▶ [Description of the task]
The data below has to be returned exactly, down to the last character.

Dataset entries:
+---+
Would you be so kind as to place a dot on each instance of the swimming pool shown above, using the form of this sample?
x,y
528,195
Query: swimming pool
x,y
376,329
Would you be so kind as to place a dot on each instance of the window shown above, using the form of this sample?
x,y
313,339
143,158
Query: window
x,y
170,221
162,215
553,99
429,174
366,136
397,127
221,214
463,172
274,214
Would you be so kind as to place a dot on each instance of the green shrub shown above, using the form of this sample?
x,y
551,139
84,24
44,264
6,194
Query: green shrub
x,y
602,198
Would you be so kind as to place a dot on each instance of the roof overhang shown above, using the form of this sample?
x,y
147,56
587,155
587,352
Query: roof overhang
+---+
▶ [Answer to this problem]
Would you be so kind as to place a dot on each instance of the swimming pool shown above, using the form of this sample?
x,y
528,195
Query: swimming pool
x,y
376,329
Would you be so kind as to place a dot on each instance of the window shown above, using the form of this sample?
x,y
313,339
143,158
Query: window
x,y
170,221
162,215
553,99
429,174
366,136
397,127
221,214
463,172
274,214
Would you be so kind as to place a dot on each instance of the green shrub shown above, using the form of this sample?
x,y
551,139
84,24
44,264
6,194
Query: green shrub
x,y
602,198
Would you be so kind as to place a dot on each instance of the roof overhang shown above, using the form of this sample?
x,y
147,56
587,155
587,352
Query: roof overhang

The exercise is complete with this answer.